### PROMPT
Please reproduce the following records exactly, with nothing omitted.

Stored entries
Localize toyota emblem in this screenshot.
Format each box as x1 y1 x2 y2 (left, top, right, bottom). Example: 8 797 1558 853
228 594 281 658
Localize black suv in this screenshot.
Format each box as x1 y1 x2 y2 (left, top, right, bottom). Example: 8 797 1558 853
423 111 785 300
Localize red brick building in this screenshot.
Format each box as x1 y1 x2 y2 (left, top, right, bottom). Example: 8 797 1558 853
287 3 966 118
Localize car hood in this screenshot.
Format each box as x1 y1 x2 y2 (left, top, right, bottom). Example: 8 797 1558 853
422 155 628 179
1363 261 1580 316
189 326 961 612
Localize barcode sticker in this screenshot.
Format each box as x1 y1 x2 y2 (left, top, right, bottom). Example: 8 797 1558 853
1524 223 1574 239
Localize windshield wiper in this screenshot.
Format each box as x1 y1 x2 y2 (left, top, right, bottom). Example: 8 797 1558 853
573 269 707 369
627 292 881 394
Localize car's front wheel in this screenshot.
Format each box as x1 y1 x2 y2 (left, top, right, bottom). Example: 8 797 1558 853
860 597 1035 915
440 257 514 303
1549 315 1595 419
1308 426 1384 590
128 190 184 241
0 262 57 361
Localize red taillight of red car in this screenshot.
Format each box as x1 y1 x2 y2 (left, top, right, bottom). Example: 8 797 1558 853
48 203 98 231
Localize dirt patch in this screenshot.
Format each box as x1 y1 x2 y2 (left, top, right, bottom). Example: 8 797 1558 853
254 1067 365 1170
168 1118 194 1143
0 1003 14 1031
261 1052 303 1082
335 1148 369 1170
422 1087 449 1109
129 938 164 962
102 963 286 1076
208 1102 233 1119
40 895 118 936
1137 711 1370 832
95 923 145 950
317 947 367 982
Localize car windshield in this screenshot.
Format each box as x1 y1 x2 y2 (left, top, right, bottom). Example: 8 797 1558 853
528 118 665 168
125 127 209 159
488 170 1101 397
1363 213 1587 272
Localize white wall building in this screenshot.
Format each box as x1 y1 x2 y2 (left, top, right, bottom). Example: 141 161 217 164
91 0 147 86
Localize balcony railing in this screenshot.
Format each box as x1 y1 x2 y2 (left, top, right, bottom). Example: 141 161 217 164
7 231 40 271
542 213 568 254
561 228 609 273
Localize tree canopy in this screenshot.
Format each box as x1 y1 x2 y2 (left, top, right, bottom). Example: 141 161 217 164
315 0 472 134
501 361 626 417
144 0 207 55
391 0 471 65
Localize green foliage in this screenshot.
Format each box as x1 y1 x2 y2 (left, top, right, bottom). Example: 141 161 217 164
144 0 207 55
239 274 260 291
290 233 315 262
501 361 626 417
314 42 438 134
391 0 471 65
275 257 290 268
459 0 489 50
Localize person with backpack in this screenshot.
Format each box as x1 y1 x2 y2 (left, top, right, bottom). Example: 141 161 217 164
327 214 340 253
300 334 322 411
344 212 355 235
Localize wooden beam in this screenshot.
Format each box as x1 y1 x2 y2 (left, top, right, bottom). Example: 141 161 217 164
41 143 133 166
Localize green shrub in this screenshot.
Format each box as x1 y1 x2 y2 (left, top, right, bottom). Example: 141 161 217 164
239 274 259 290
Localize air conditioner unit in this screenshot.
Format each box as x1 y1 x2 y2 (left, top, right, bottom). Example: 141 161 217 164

### PROBLEM SOLUTION
Localize toyota emblem in this screenshot.
Format each box as x1 y1 x2 y2 (left, top, right, bottom). Example: 8 797 1558 853
228 594 281 658
Localize black suv in this screenshot.
Format each box as x1 y1 x2 y2 (left, top, right, bottom). Example: 8 797 1558 853
423 111 785 300
Localize red brick building in this screenshot.
Format each box as x1 y1 x2 y2 (left, top, right, bottom). Example: 8 797 1558 853
287 3 966 118
Localize car hood in this screenshot.
Format each box as x1 y1 x2 y2 (left, top, right, bottom). Example: 8 797 1558 853
422 155 628 179
1363 261 1580 316
189 326 961 612
Localize barcode sticker in this screenshot.
Format each box as x1 y1 x2 y2 (left, top, right, bottom). Example: 8 797 1558 853
1524 223 1574 239
Localize windshield wiper in this screenshot.
Format each box as x1 y1 x2 y2 (left, top, right, bottom). Example: 8 797 1558 853
573 269 707 369
627 292 881 394
Localize car's front wheel in this screenshot.
Format each box as x1 y1 x2 y2 (left, top, right, bottom). Example: 8 797 1558 853
860 597 1035 915
440 257 514 303
1549 315 1595 419
1308 426 1384 590
128 190 184 241
0 262 57 361
Localize red taillight of red car in this screenshot.
Format each box as x1 y1 x2 y2 (left, top, right, bottom). Example: 8 797 1558 853
48 203 98 231
Localize dirt patch in this screenshot.
Format each box as x1 y1 x2 y2 (left, top, right, bottom). Example: 8 797 1558 853
254 1067 365 1170
168 1118 194 1143
0 1003 14 1031
261 1052 303 1082
335 1148 369 1170
422 1087 449 1109
129 938 164 962
102 963 286 1076
208 1102 233 1119
40 895 118 936
1137 711 1370 832
95 923 145 950
317 947 367 982
Localize car windshield in this screenshot.
Format each box as x1 y1 x2 y2 (left, top, right, bottom). Example: 8 797 1558 853
528 118 665 168
125 127 209 159
488 170 1101 397
1363 213 1587 272
Localize white wall building in this screenshot.
Format each box as x1 y1 x2 y2 (left, top, right, bottom). Example: 141 161 217 164
91 0 147 86
Localize balcony railing in this screenshot.
Format each box as x1 y1 x2 y2 (left, top, right, bottom). Example: 141 161 217 164
7 231 40 271
542 213 568 254
561 228 609 273
Localize tree canopy in this screenshot.
Format each box as x1 y1 x2 y2 (left, top, right, bottom). Example: 141 161 217 164
315 0 472 134
501 361 626 417
144 0 207 55
391 0 471 65
Localize green foliage in this screenshot.
Format each box as x1 y1 x2 y2 (left, top, right, bottom). Example: 141 161 217 164
144 0 207 55
239 274 260 291
290 233 315 262
501 361 626 417
314 42 438 134
391 0 471 65
275 257 290 268
459 0 489 50
Localize person with backpack in this screenshot.
Format each box as x1 y1 x2 y2 (left, top, right, bottom). Example: 141 161 217 164
327 214 340 253
300 334 322 411
344 212 355 235
Localize wooden beam in this screenshot.
Format each box as x1 y1 x2 y2 (left, top, right, bottom). Example: 141 161 217 164
41 143 133 166
Localize green shrub in this screenshot.
Format each box as x1 y1 x2 y2 (left, top, right, bottom). Example: 141 161 217 164
239 274 259 290
Localize air conditioner unit in this screenshot.
Format each box as x1 y1 x2 y2 (left, top, right, bottom). Example: 141 161 217 164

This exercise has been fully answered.